Work instructions:
[A] According to the news roundup, how many people did police in Kashmir kill on August 12?
[B] Name every news outlet that the news roundup cites as a source.
[C] Summarize the news roundup in three sentences.

Passage to read:

· · · ·

Feature: During President Bush’s stay in China for the Olympics he addressed human rights issues on multiple occasions. On August 10 he gave a public speech from the steps of a Beijing church in which he urged the Communist government to permit more religious freedom in China. The Wall Street Journal has more
 
Update: Police in Kashmir killed at least 13 people on August 12 in a violent clash between thousands of Hindu and Muslim protesters. This occurrence is one of many violent protests that have followed the contested Kashmiri land transfer to Hindu pilgrims. Reuters has more.
 

RABAT – Nouzha Skalli, the Moroccan minister for family and social affairs, has been accused of seeking legislation to lower the volume of the prayer call in tourist zones, the AP reported on August 9. This is the latest case in an ongoing debate over the volume of prayer calls which occur five times a day. The more wealthy Moroccan citizens tend to side with the pro-Western government, where a loud prayer call is viewed as detrimental for the tourism industry which brings in more than seven million visitors a year. Salafism, a rigorous strain of Islam imported from Saudi Arabia, is believed to be the influence behind those citizens in favor of a louder and more prominent prayer call. Mohammed Darif, a Moroccan political scientist and expert on Islamism, says religious hard-liners are increasingly depicting the tourist influx as a threat to Muslim values. 

 
SANAA - Rahma Hugaira, chair of Yemen's Media Women Forum, has said that the formation on July 15 of the unofficial body Protecting Virtue and Fighting Vice by clerics has the potential to undermine the government, BBC reported on August 11. She said that "Civil society groups are working hard to modernize society, to establish a social contract grounded in our constitution and reflected in our laws. A group using religion as a weapon threatens all the progress we have achieved."  The Virtue and Vice body has already condemned a proposal allocating 15% of parliamentary seats to women in 2009, and has decreed that a woman's place is in the home.

· · · ·

Dataset records on object locations
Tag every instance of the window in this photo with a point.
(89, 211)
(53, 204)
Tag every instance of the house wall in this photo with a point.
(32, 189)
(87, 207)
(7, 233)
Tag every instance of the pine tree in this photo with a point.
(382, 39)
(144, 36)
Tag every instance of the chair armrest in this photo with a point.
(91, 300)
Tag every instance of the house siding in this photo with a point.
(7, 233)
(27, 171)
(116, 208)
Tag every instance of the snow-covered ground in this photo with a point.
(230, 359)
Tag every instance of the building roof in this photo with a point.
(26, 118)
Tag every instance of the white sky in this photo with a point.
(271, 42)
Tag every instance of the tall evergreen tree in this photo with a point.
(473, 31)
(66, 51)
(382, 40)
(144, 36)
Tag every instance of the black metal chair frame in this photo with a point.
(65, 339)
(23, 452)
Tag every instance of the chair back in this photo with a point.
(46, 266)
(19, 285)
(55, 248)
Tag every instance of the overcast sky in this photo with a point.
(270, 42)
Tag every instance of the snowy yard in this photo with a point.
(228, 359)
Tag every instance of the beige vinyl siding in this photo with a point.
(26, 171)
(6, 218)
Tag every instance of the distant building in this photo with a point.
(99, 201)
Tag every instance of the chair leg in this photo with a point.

· · · ·

Results in order:
[A] At least 13 people.

[B] The Wall Street Journal, Reuters, the AP, BBC

[C] During his stay in China for the Olympics, President Bush raised human rights issues and urged the Communist government to permit more religious freedom. In Kashmir, police killed at least 13 people in a clash between Hindu and Muslim protesters, one of many violent protests following the contested land transfer to Hindu pilgrims. In Morocco, a minister has been accused of seeking legislation to lower the volume of the prayer call in tourist zones, and in Yemen the chair of the Media Women Forum warned that a new clerical body, Protecting Virtue and Fighting Vice, could undermine the government.